**Part of a data file**:

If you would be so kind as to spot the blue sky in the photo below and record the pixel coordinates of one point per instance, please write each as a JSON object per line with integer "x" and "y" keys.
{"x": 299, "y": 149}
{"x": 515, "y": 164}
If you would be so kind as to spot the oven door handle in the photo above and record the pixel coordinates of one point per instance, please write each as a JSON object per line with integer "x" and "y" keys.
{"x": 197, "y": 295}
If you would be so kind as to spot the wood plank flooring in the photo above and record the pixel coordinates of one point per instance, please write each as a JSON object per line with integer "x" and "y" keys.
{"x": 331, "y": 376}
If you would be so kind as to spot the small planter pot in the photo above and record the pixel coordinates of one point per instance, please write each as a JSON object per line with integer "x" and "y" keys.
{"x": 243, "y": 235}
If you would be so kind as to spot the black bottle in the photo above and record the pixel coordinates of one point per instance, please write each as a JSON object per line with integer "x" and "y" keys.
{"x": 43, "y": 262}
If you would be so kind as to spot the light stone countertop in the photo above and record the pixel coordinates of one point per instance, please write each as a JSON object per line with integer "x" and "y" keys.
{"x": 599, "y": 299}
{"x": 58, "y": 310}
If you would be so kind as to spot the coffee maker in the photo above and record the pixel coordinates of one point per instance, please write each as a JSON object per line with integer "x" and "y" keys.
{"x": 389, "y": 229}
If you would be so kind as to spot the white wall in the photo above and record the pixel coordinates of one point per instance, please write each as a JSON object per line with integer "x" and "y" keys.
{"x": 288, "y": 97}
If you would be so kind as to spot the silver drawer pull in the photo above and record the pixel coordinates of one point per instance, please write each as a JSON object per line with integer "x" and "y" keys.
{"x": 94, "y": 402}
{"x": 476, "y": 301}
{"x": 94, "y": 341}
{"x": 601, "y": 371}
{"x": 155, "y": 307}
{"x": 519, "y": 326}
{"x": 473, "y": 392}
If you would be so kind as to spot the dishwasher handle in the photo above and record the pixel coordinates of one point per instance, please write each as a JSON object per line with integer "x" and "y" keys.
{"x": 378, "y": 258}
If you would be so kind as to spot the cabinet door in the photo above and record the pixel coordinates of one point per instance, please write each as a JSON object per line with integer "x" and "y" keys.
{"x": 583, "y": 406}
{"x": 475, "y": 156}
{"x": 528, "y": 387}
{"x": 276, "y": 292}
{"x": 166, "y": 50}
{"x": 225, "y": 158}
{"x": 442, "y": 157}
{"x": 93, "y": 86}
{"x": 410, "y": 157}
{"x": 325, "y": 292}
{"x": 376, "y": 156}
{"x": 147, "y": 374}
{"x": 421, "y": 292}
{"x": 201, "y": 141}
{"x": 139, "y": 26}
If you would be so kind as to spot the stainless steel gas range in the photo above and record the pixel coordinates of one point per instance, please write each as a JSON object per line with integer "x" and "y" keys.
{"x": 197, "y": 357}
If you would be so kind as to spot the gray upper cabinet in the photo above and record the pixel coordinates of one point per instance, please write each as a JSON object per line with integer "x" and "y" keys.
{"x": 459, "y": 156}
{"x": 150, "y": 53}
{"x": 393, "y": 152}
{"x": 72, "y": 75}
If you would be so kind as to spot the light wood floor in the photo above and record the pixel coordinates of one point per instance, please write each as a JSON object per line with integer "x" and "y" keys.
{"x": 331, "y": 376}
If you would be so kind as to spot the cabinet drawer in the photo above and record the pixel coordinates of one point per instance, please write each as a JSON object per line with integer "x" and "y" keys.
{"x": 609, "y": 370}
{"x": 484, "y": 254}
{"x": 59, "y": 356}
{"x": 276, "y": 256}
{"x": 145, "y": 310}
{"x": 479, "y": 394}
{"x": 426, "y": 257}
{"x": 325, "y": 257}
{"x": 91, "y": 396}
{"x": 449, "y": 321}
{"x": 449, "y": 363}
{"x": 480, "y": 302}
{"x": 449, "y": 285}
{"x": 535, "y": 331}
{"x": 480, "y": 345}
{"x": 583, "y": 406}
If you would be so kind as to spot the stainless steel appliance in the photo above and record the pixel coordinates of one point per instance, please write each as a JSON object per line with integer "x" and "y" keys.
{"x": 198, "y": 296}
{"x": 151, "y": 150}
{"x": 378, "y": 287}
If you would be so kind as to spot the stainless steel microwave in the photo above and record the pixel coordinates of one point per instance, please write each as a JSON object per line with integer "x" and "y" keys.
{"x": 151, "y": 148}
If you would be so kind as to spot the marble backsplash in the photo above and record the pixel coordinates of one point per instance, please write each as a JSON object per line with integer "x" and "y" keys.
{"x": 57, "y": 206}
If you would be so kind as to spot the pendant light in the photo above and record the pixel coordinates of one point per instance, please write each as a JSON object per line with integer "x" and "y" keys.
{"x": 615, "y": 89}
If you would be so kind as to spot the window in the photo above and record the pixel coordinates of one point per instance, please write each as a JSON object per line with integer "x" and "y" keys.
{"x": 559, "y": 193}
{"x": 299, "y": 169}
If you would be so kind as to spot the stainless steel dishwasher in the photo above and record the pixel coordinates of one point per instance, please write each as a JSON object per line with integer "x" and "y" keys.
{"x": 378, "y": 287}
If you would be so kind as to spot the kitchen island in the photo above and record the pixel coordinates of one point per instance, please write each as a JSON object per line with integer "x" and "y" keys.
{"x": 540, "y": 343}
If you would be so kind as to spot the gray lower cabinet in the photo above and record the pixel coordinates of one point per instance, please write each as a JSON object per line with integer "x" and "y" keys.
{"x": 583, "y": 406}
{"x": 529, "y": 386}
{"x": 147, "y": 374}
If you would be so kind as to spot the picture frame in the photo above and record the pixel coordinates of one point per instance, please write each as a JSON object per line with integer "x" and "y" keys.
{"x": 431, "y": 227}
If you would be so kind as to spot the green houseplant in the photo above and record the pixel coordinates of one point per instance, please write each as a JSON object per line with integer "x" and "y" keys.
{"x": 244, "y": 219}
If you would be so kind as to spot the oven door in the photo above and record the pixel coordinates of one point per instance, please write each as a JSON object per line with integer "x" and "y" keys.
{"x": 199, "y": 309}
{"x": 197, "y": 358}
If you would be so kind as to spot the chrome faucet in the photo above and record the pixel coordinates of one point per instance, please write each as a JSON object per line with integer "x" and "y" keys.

**EXERCISE PROMPT**:
The line containing "If you would be so kind as to spot the window" marks the start; retype it and each line after it through the end of the records above, exactly.

**ANSWER TO THIS EXERCISE**:
If you would be so kind as to spot the window in the photo above and record the pixel coordinates of one point per instance, please write each as a JSON object per line with integer "x" and "y" keys.
{"x": 559, "y": 193}
{"x": 299, "y": 169}
If you would be so kind as to spot the stainless steel dishwasher in the photo above and record the pixel coordinates of one point per instance, please write each as a JSON object per line with integer "x" and "y" keys.
{"x": 378, "y": 287}
If you would be so kind as to spot the kitchen island in the photo above and record the pixel coordinates of one point per instance, please write each as a JSON object per line with integer "x" and "y" keys.
{"x": 540, "y": 343}
If you would be so kind as to spot the gray lower cabinet in the photo above and record the pixel coordinates of one point per instance, please write each as a JSON object per line with integer "x" and "y" keys.
{"x": 583, "y": 406}
{"x": 529, "y": 386}
{"x": 147, "y": 374}
If you would be so kind as to spot the picture frame in the photo above and record the pixel coordinates of one point per instance, please write each as a JSON object per line with integer "x" and "y" keys.
{"x": 431, "y": 227}
If you would be so kind as to spot the green houseplant in the photo above and record the pixel coordinates of one point per instance, please write each as a JSON object per line with integer "x" and "y" keys.
{"x": 244, "y": 219}
If you would be so kind as to spot the oven door in the photo above and record the pixel coordinates of one point per instance, please write each as a JSON object per line with integer "x" and "y" keys.
{"x": 199, "y": 309}
{"x": 197, "y": 358}
If you would be so kind as to spot the chrome faucet in the photo above and record the pixel coordinates of one point per instance, please write each as a JSON object per line with integer "x" and "y" keys.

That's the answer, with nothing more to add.